== GIVEN PROBLEM ==
Rewrite the stretch of the forum thread below from "Posted: Wed Jul" through "in that company.", substituting "percussionists" for "drummers".

== SELECTED TEXT ==
◆ ◆ ◆ ◆
Posted: Sun Jul 03, 2011 8:13 am
by jrech
Has anyone used the yamaha subkick for recording kick drums or djembes? Are they worth the $400? Has anyone attempted to build your own subkick mic? I saw some tutorials on youtube, and it looks easy enough, and it would certainly cost a lot less, but I am sure there is something I am over looking. It can't be that easy.

Thanks for all input ahead of time,

Have a great day,

J-

Re: Making your own subkick?

Posted: Wed Jul 06, 2011 1:15 pm
by Dan Worley
Consider a kickport: http://www.kickport.com/kickport.html

Not a gimmick. Many drummers love 'em. Check out their ever-growing roster of artists: http://www.kickport.com/roster.html

Full disclosure: I do know someone involved in that company.

c-ya,

Dan Worley

Re: Making your own subkick?
◆ ◆ ◆ ◆
Extracted data entries
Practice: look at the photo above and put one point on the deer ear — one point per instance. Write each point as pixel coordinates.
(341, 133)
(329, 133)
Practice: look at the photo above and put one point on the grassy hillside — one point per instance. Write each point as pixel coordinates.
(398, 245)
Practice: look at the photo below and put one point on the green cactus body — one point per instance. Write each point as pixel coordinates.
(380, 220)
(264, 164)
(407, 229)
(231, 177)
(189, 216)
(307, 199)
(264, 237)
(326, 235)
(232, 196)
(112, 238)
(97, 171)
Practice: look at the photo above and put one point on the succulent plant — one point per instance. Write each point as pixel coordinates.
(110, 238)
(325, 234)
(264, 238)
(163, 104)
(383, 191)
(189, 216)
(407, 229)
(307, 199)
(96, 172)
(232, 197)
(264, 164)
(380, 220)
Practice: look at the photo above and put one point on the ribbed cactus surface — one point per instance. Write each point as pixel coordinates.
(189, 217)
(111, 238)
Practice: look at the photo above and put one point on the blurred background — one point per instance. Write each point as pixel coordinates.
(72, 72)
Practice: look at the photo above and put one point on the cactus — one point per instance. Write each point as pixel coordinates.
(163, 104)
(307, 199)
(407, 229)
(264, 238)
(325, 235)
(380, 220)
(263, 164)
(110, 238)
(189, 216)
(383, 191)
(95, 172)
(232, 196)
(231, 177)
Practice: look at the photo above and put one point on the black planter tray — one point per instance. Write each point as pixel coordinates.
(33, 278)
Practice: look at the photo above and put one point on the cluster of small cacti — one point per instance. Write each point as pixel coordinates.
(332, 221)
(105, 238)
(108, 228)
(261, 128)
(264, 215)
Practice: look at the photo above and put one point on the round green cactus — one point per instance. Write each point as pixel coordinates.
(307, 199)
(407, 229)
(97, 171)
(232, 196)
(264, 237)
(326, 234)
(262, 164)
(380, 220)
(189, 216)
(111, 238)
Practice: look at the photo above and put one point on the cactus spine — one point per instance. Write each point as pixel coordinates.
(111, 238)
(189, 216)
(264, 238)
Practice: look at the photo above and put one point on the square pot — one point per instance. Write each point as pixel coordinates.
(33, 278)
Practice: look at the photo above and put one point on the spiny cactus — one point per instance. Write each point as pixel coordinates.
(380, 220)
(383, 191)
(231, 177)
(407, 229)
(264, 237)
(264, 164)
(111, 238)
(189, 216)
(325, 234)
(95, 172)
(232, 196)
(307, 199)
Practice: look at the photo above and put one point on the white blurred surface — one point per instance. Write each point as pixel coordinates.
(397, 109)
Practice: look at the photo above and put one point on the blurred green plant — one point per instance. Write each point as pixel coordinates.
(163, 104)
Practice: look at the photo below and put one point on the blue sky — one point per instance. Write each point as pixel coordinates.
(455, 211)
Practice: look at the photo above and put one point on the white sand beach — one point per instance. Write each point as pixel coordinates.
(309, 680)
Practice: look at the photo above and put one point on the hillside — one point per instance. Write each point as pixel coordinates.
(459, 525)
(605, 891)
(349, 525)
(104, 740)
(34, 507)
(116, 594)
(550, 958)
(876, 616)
◆ ◆ ◆ ◆
== RESULT ==
Posted: Wed Jul 06, 2011 1:15 pm
by Dan Worley
Consider a kickport: http://www.kickport.com/kickport.html

Not a gimmick. Many percussionists love 'em. Check out their ever-growing roster of artists: http://www.kickport.com/roster.html

Full disclosure: I do know someone involved in that company.